Salin kembali seluruh data berikut baris demi baris tanpa mengubah satu huruf pun.

--- Data yang Ditampilkan ---

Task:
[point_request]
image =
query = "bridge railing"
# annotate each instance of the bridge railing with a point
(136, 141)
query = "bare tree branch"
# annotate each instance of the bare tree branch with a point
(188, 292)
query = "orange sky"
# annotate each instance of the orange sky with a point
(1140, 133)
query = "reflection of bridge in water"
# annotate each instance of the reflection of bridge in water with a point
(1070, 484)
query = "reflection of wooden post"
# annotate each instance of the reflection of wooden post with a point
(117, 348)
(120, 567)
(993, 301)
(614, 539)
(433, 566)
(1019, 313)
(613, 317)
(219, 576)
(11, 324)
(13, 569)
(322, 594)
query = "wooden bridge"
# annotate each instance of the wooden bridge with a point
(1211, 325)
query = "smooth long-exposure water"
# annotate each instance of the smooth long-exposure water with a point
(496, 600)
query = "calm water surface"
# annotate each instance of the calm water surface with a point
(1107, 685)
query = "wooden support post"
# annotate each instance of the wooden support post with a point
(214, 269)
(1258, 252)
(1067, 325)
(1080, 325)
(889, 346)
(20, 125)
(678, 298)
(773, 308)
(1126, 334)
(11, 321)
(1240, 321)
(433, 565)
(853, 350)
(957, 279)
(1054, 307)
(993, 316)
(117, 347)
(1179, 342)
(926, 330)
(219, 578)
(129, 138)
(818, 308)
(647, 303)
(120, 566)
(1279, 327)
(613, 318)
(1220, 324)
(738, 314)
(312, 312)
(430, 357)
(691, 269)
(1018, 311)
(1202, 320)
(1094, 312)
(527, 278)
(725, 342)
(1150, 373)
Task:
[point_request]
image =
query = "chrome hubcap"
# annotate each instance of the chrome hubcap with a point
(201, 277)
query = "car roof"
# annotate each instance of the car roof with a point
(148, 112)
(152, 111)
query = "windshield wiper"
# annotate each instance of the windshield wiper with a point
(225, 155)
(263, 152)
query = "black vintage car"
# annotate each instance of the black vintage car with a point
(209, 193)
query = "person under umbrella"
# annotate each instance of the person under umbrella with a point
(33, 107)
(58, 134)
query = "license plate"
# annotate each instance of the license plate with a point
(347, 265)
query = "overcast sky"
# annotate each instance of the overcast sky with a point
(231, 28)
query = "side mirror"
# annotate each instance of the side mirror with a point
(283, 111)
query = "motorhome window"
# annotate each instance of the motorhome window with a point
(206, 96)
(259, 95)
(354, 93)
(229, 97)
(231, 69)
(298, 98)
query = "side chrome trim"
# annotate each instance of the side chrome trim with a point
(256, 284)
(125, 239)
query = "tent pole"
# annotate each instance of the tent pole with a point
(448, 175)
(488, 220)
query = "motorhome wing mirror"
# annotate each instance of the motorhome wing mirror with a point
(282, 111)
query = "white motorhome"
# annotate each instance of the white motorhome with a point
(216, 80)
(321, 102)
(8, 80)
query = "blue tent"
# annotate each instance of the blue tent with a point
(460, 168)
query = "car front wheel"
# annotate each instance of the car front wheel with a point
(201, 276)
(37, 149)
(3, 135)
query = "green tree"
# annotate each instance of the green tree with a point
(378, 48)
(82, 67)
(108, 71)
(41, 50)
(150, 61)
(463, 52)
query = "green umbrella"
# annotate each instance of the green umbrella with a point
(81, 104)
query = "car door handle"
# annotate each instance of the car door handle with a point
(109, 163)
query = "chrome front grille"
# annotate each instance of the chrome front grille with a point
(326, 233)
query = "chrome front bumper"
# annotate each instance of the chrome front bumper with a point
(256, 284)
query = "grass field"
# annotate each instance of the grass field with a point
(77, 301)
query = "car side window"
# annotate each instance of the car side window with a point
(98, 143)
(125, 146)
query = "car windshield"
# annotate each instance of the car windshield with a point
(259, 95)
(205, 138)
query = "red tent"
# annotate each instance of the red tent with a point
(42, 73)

---

- Jawaban Benar
Task:
[point_request]
image =
query = "bridge railing"
# annotate each instance of the bridge railing with a point
(136, 141)
query = "bare tree branch"
# annotate each instance of the bare tree branch with a point
(188, 292)
query = "orange sky"
# annotate each instance of the orange sky with a point
(1140, 133)
query = "reflection of bridge in water"
# annotate each instance of the reflection of bridge in water with a point
(1070, 484)
query = "reflection of wooden post"
# annotate each instance of the reflection of wooden post with a point
(117, 348)
(120, 567)
(993, 301)
(614, 539)
(433, 566)
(1019, 313)
(613, 317)
(219, 576)
(11, 324)
(13, 569)
(322, 594)
query = "wooden bridge"
# annotate each instance of the wooden bridge with a point
(1211, 325)
query = "smooth long-exposure water"
# annotate each instance of the smooth long-exposure water with a point
(496, 600)
query = "calm water surface"
# annotate each instance of the calm water surface with a point
(1107, 685)
query = "wooden support post"
# annotate each instance of the wooden support post with a point
(214, 269)
(1258, 252)
(1067, 325)
(1080, 325)
(889, 346)
(20, 125)
(678, 298)
(773, 308)
(1126, 334)
(11, 321)
(1240, 321)
(433, 565)
(853, 350)
(957, 279)
(1054, 307)
(993, 316)
(117, 347)
(1179, 342)
(926, 330)
(219, 578)
(129, 138)
(818, 308)
(647, 303)
(120, 566)
(1279, 327)
(613, 318)
(1220, 324)
(738, 314)
(312, 312)
(430, 357)
(691, 269)
(1018, 311)
(1202, 320)
(1094, 312)
(527, 278)
(725, 342)
(1150, 373)
Task:
[point_request]
image =
query = "chrome hubcap"
# annotate each instance of the chrome hubcap with a point
(201, 277)
query = "car roof"
# annotate each instance of the car roof with a point
(148, 112)
(152, 111)
query = "windshield wiper"
# annotate each instance of the windshield wiper with a point
(225, 155)
(263, 152)
query = "black vintage car"
# annotate each instance of the black vintage car with a point
(209, 193)
query = "person under umbrella"
# annotate each instance of the person under umbrella with a point
(33, 107)
(58, 134)
query = "license plate"
# annotate each instance of the license plate with a point
(347, 265)
query = "overcast sky"
# annotate each instance of the overcast sky with a point
(231, 28)
query = "side mirror"
# annotate each instance of the side mirror with a point
(283, 111)
query = "motorhome window"
# annotate each instance of the motorhome window with a point
(206, 96)
(259, 95)
(354, 93)
(229, 97)
(231, 69)
(298, 98)
query = "side chrome trim"
# annotate each instance of the side chrome trim with a point
(256, 284)
(125, 239)
query = "tent pole"
# annotate each instance of the tent pole with a point
(448, 175)
(488, 220)
query = "motorhome wing mirror"
# annotate each instance of the motorhome wing mirror with a point
(282, 111)
query = "white motorhome"
# annotate each instance of the white motorhome with a point
(216, 80)
(321, 102)
(8, 80)
query = "blue tent"
# annotate each instance of the blue tent with a point
(460, 168)
query = "car front wheel"
# annotate each instance of the car front wheel with a point
(201, 276)
(37, 149)
(3, 135)
query = "green tree"
# annotate each instance of the green tree with a point
(378, 48)
(82, 67)
(108, 71)
(41, 50)
(150, 61)
(463, 52)
query = "green umbrella"
# annotate each instance of the green umbrella with a point
(81, 104)
query = "car door handle"
# annotate each instance of the car door handle with a point
(109, 163)
query = "chrome front grille"
# annotate each instance of the chrome front grille with a point
(326, 233)
query = "chrome front bumper"
# annotate each instance of the chrome front bumper with a point
(256, 284)
query = "grass field"
# annotate each instance of the grass field with a point
(77, 301)
query = "car side window"
# annotate each instance of the car side window with a point
(98, 143)
(125, 146)
query = "car windshield"
# annotate each instance of the car windshield with a point
(259, 95)
(205, 138)
query = "red tent"
# annotate each instance of the red tent with a point
(42, 73)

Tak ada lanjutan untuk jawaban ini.